— ARTICLE —
++++
XXXIII. [1] De Tithorée il y a un autre chemin qui mène à Lédon. C'était autrefois une ville, présentement elle est abandonnée, à cause du petit nombre de ses habitants qui sont allés demeurer plus loin, vers le Céphise, au nombre de soixante-dix seulement, et ils ont donné aussi le nom de Lédon au village qu'ils habitent. Mais de même que les Panopéens, ils ne laissent pas d'avoir droit de suffrage à l'assemblée des états-généraux de la Phocide. Leur village est à quarante stades des ruines de l'ancienne ville de Lédon, qui avait été ainsi appelée, disent-ils, du nom d'un des fils de la Terre même. Les mauvais citoyens ont de tout temps attiré de grandes calamités sur leur patrie. Mais deux villes entre autres nous en fournissent un exemple mémorable : Troie, dont la ruine entière fut la suite de l'injure faite à Ménélas par Alexandre fils de Priam, et Milet, dont le désastre ne peut être imputé qu'à la légèreté d'Hestioeus, qui par la fantaisie de vouloir tantôt bâtir une ville dans le pays des Edons, tantôt gouverner l'esprit de Darius, et tantôt revenir en Ionie pour y exciter de nouveaux troubles, jeta enfin ses concitoyens dans les derniers malheurs. C'est ainsi que la ville de Lédon a été victime de l'avarice et l'impiété de Philomélus.

[3] Lilée est une autre ville à une très petite journée de Delphes en y allant par le mont Parnasse ; je ne l'en crois pas éloignée de plus de cent quatre-vingt stades. Cette ville, après avoir été rebâtie, éprouva une nouvelle infortune en tombant entre les mains des Macédoniens. Assiégée par Démétrius et obligée de capituler, elle reçut garnison macédonienne, dont elle souffrit le joug, jusqu'à ce que Patron un de ses citoyens ayant fait prendre les armes à tous ceux qui pouvaient les porter, battit les Macédoniens et les força de capituler à leur tour et d'évacuer la ville. Les habitants, pour reconnaître un si grand service, lui érigèrent une statue dans la ville de Delphes.

[4] On voit à Lilée un théâtre, une place publique et des bains avec deux temples, l'un dédié à Apollon, l'autre à Diane. Ces dieux sont debout, ce sont deux statues de l'école d'Athènes, et de ce beau marbre du mont Pentélique. On dit que Lilée était une Naïade fille du Céphise, et qu'elle donna son nom à la ville dont nous parlons.
++++
— DONNÉES FOURNIES —
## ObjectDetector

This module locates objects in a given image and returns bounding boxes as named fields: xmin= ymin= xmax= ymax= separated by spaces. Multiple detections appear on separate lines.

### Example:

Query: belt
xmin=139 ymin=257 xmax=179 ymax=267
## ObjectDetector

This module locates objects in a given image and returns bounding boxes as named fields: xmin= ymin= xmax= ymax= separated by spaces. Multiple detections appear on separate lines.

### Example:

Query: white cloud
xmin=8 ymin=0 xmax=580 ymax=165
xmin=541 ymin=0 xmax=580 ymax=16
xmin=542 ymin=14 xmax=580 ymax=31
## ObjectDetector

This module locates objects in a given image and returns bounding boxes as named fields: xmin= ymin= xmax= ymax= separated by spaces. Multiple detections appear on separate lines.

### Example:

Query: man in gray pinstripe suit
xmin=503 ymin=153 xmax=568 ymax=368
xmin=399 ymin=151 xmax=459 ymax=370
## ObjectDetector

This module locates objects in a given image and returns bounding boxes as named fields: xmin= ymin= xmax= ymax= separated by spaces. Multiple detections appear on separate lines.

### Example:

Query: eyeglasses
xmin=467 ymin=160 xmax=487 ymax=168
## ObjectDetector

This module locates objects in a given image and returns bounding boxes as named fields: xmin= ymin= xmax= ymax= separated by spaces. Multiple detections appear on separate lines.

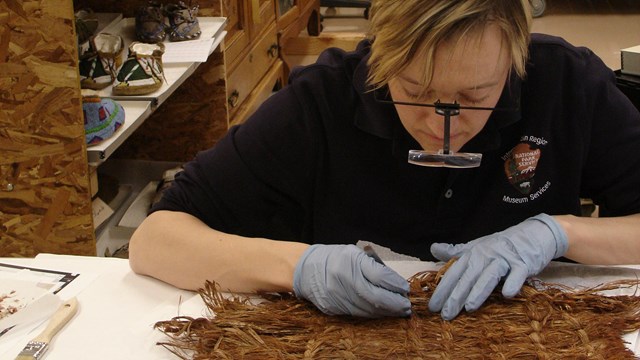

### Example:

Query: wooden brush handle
xmin=32 ymin=297 xmax=78 ymax=343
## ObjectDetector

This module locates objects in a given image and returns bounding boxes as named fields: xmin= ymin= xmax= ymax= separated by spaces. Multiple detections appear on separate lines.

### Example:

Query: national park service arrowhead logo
xmin=504 ymin=143 xmax=540 ymax=195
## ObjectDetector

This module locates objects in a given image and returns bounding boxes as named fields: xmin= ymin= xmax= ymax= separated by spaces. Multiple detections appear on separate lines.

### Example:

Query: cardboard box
xmin=620 ymin=45 xmax=640 ymax=76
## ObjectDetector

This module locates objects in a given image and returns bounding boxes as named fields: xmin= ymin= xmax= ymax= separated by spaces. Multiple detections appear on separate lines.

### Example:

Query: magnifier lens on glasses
xmin=408 ymin=100 xmax=482 ymax=168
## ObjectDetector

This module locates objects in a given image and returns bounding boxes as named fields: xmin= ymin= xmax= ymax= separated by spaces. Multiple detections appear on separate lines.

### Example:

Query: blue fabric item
xmin=82 ymin=96 xmax=125 ymax=145
xmin=293 ymin=245 xmax=411 ymax=318
xmin=429 ymin=214 xmax=569 ymax=320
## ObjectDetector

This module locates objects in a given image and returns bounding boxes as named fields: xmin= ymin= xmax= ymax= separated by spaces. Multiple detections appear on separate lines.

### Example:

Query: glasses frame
xmin=373 ymin=90 xmax=519 ymax=167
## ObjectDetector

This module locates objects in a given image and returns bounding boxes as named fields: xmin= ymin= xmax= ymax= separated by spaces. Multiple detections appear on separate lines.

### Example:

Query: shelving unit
xmin=0 ymin=0 xmax=319 ymax=257
xmin=87 ymin=16 xmax=227 ymax=166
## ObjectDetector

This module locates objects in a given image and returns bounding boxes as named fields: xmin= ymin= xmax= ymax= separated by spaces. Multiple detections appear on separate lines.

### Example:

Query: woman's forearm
xmin=555 ymin=214 xmax=640 ymax=265
xmin=129 ymin=211 xmax=308 ymax=292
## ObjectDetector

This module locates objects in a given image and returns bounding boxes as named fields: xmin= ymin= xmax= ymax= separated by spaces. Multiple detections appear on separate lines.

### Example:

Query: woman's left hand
xmin=429 ymin=214 xmax=568 ymax=320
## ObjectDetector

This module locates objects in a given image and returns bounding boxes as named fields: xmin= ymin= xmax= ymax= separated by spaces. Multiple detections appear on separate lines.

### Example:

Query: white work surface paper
xmin=0 ymin=254 xmax=198 ymax=360
xmin=0 ymin=259 xmax=95 ymax=359
xmin=0 ymin=254 xmax=639 ymax=360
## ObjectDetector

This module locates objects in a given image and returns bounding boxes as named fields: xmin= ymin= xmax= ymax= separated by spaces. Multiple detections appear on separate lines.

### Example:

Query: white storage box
xmin=620 ymin=45 xmax=640 ymax=76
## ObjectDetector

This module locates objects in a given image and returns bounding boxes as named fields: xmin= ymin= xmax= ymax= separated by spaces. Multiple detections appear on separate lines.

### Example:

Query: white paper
xmin=162 ymin=38 xmax=215 ymax=64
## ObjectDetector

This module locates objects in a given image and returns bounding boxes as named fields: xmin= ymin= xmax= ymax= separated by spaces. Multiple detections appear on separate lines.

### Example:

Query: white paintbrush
xmin=16 ymin=297 xmax=78 ymax=360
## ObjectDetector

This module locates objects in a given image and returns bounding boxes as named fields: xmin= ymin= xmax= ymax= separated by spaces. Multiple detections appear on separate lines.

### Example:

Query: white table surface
xmin=0 ymin=254 xmax=640 ymax=360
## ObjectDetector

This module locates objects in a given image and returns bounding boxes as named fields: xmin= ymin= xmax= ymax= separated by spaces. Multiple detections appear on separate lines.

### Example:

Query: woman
xmin=130 ymin=0 xmax=640 ymax=319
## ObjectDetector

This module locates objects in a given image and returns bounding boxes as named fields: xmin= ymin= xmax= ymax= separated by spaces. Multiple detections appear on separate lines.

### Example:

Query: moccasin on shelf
xmin=164 ymin=1 xmax=202 ymax=41
xmin=112 ymin=41 xmax=164 ymax=95
xmin=135 ymin=1 xmax=167 ymax=43
xmin=78 ymin=33 xmax=124 ymax=90
xmin=82 ymin=95 xmax=125 ymax=146
xmin=74 ymin=9 xmax=98 ymax=44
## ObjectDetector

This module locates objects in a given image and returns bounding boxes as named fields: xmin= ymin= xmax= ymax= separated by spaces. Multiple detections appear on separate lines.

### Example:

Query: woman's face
xmin=389 ymin=25 xmax=510 ymax=152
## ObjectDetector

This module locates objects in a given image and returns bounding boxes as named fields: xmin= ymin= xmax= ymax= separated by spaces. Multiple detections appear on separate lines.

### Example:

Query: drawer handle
xmin=227 ymin=90 xmax=240 ymax=108
xmin=267 ymin=44 xmax=278 ymax=58
xmin=251 ymin=0 xmax=262 ymax=24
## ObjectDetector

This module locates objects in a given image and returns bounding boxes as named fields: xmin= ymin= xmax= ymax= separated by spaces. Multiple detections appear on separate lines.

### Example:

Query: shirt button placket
xmin=444 ymin=189 xmax=453 ymax=199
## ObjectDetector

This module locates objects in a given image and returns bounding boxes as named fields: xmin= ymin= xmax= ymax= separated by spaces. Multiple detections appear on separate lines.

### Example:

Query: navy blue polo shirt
xmin=154 ymin=35 xmax=640 ymax=260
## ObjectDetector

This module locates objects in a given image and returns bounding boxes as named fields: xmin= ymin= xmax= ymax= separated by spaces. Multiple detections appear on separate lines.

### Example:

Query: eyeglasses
xmin=373 ymin=91 xmax=518 ymax=168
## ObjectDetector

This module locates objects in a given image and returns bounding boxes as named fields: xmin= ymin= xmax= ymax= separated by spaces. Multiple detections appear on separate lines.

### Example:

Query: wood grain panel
xmin=0 ymin=0 xmax=96 ymax=256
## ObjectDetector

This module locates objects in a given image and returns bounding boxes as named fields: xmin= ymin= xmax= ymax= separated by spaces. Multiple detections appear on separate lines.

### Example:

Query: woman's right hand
xmin=293 ymin=245 xmax=411 ymax=318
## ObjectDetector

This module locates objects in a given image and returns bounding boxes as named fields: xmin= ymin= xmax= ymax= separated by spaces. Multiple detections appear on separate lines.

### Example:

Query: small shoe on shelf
xmin=78 ymin=33 xmax=124 ymax=90
xmin=112 ymin=41 xmax=164 ymax=95
xmin=164 ymin=1 xmax=202 ymax=41
xmin=135 ymin=1 xmax=167 ymax=44
xmin=74 ymin=9 xmax=98 ymax=44
xmin=82 ymin=95 xmax=125 ymax=146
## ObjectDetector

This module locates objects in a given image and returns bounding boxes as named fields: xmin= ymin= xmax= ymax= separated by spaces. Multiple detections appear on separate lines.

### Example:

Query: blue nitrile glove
xmin=293 ymin=245 xmax=411 ymax=318
xmin=429 ymin=214 xmax=569 ymax=320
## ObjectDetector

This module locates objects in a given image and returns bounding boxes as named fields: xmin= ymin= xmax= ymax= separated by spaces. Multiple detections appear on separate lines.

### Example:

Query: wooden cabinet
xmin=0 ymin=0 xmax=319 ymax=256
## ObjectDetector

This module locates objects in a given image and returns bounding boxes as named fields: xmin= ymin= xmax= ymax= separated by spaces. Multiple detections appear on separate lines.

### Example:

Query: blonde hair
xmin=367 ymin=0 xmax=531 ymax=89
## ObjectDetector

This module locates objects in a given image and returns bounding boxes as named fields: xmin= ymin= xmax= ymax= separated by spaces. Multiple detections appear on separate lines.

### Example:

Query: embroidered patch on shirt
xmin=504 ymin=143 xmax=540 ymax=195
xmin=502 ymin=135 xmax=551 ymax=204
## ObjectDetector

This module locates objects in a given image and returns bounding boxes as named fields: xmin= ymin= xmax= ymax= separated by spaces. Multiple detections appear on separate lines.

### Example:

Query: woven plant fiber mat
xmin=155 ymin=271 xmax=640 ymax=360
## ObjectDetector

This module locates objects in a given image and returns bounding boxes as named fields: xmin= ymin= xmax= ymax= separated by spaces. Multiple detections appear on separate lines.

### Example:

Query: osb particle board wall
xmin=74 ymin=0 xmax=233 ymax=162
xmin=0 ymin=0 xmax=96 ymax=256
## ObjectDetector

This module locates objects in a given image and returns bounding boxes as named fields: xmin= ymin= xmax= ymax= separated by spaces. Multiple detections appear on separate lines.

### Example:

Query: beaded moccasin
xmin=112 ymin=41 xmax=164 ymax=95
xmin=78 ymin=33 xmax=124 ymax=90
xmin=164 ymin=1 xmax=202 ymax=41
xmin=135 ymin=1 xmax=167 ymax=43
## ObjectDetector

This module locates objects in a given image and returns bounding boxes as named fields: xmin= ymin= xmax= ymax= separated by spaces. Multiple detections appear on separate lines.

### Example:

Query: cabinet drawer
xmin=249 ymin=0 xmax=276 ymax=39
xmin=227 ymin=23 xmax=278 ymax=114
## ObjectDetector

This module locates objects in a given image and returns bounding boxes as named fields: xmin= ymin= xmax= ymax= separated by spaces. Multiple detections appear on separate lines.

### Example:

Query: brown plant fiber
xmin=155 ymin=266 xmax=640 ymax=360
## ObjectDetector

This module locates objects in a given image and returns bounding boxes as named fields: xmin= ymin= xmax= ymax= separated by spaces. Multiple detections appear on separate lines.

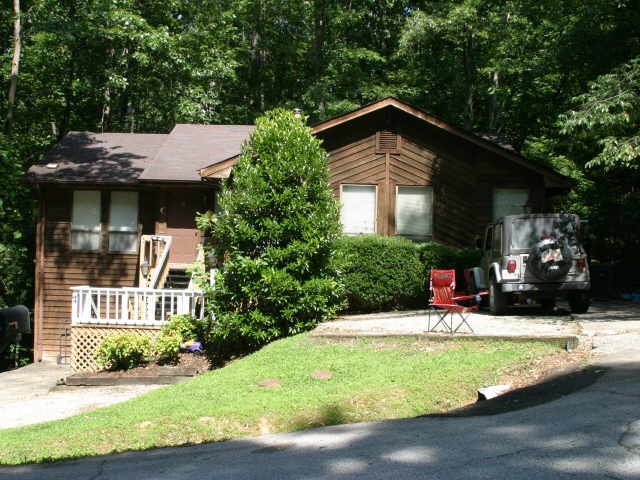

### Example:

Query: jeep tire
xmin=569 ymin=292 xmax=589 ymax=313
xmin=527 ymin=237 xmax=573 ymax=282
xmin=489 ymin=277 xmax=507 ymax=315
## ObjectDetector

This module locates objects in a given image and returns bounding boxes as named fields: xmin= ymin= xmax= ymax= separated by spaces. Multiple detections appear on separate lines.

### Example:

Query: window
xmin=396 ymin=186 xmax=433 ymax=240
xmin=71 ymin=190 xmax=138 ymax=252
xmin=71 ymin=190 xmax=100 ymax=250
xmin=493 ymin=188 xmax=529 ymax=220
xmin=109 ymin=192 xmax=138 ymax=252
xmin=340 ymin=185 xmax=376 ymax=234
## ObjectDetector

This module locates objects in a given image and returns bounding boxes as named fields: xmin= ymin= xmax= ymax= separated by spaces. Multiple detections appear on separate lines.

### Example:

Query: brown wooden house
xmin=30 ymin=98 xmax=570 ymax=359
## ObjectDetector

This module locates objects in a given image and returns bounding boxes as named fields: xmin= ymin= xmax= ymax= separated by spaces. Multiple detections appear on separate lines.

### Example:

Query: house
xmin=29 ymin=98 xmax=570 ymax=359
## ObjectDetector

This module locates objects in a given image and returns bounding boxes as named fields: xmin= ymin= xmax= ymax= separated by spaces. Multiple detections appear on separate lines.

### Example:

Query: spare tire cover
xmin=527 ymin=238 xmax=573 ymax=281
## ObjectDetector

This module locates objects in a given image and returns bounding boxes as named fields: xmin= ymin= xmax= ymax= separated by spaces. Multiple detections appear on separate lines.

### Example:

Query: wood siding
xmin=34 ymin=186 xmax=213 ymax=359
xmin=325 ymin=124 xmax=545 ymax=247
xmin=36 ymin=189 xmax=138 ymax=358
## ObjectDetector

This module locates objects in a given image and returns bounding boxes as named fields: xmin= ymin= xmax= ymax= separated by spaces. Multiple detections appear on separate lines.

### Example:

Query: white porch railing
xmin=71 ymin=286 xmax=204 ymax=326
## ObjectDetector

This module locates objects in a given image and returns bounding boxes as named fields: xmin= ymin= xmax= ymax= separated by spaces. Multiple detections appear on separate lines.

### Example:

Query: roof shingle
xmin=140 ymin=124 xmax=255 ymax=182
xmin=28 ymin=132 xmax=167 ymax=183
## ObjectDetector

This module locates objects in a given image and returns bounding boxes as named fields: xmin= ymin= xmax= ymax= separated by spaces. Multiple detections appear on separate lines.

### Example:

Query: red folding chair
xmin=427 ymin=270 xmax=478 ymax=333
++++
— TRAVAIL DEMANDÉ —
A. Pourrais-tu recopier le listing depuis son début jusqu'à la ligne qui contient « xmin=399 ymin=151 xmax=459 ymax=370 », celle-ci comprise, en remplaçant « module » par « tool » sans rien modifier d'autre ?
B. Comment l'article se poursuit-il ? Écris la suite à partir de l'endroit où il s'arrête.
L'article et le listing n'ont aucun lien entre eux.

— RÉSULTATS PAR TÂCHE —
A.
## ObjectDetector

This tool locates objects in a given image and returns bounding boxes as named fields: xmin= ymin= xmax= ymax= separated by spaces. Multiple detections appear on separate lines.

### Example:

Query: belt
xmin=139 ymin=257 xmax=179 ymax=267
## ObjectDetector

This tool locates objects in a given image and returns bounding boxes as named fields: xmin= ymin= xmax= ymax= separated by spaces. Multiple detections appear on separate lines.

### Example:

Query: white cloud
xmin=8 ymin=0 xmax=580 ymax=165
xmin=541 ymin=0 xmax=580 ymax=16
xmin=542 ymin=14 xmax=580 ymax=31
## ObjectDetector

This tool locates objects in a given image and returns bounding boxes as named fields: xmin= ymin= xmax= ymax= separated by spaces. Multiple detections appear on separate lines.

### Example:

Query: man in gray pinstripe suit
xmin=503 ymin=153 xmax=568 ymax=368
xmin=399 ymin=151 xmax=459 ymax=370

B.
[5] Ce fleuve a sa source dans ce lieu-là même ; il n'est pas toujours calme et tranquille en sortant de terre ; l'après-midi surtout il devient si bruyant que vous croiriez entendre le beuglement d'un taureau. Le climat du pays est fort tempéré durant trois saisons de l'année, le printemps, l'été et l'automne. Mais en hiver le froid y est extrêmement âpre, à cause de la proximité du mont Parnasse.

[6] A vingt stades de Lilée, il y a la petite ville de Charadra, située sur le haut d'un rocher, et dont les habitants sont sujets à manquer d'eau. Car ils n'en peuvent avoir que d'un torrent qu'il nomment Charadrus, et qui trois stades plus bas va tomber dans le Céphise. C'est de ce torrent, selon toute apparence, que la ville a pris son nom. Les Charadréens ont quelques autels exposés aux injures de l'air, sans autre dédicace que Aux héros ; par où quelques-uns entendent les Dioscures, et d'autres les héros originaires du pays.

[7] Les terres qu'arrose le Céphise sont les meilleures de toute la Phocide. Les arbres, les grains et les pâturages y viennent également bien ; aussi n'y a-t-il aucun canton qui soit mieux cultivé. C'est ce qui a donné lieu de croire qu'Homère par ce vers :

Et des bords du Céphise, habitants fortunés

n'avait pas entendu désigner une ville en particulier, mais plutôt tous les peuples qui habitent ce canton.

[8] Opinion qui se trouve réfutée par Hérodote et par les monuments que l'on a des victoires remportées aux jeux pythiques ; car ce furent les Amphictyons qui firent célébrer ces jeux la première fois, et l'on sait qu'Hecméas Parapotamien y remporta le prix du pugilat sur les enfants de son âge. Hérodote, parlant des villes de la Phocide qui furent brûlées par Xerxès, n'a pas oublié Parapotame. Cette ville ne fut rétablie ni par les Athéniens ni par les Béotiens. Ses habitants, tombés dans la misère, se dispersèrent et furent incorporés dans d'autres villes. Quant à celle-ci, il n'en reste aucun vestige et l'on ignore même où elle était bâtie.

[9] De Lilée à Amphiclée, on compte soixante stades. Ce sont les habitants eux-mêmes qui ont corrompu le nom de leur ville ; car Hérodote l'appelle Amphicée, comme on l'appelait anciennement. Mais les Amphictyons, après le décret qu'ils rendirent pour la destruction des villes de la Phocide, donnèrent à celle-ci le nom d'Ophitée. Voici la raison que les gens du pays en donnent. Un petit souverain avait un fils en bas âge et craignant pour les jours de ce fils qu'il croyait en butte à ses ennemis, il le fit élever dans un lieu solitaire où il lui paraissait être en sûreté. Un loup étant venu pour se jeter sur cet enfant, un serpent qui se trouva là prit sa défense, et s'entrelaçant autour de son corps, il le couvrait de ses longs replis.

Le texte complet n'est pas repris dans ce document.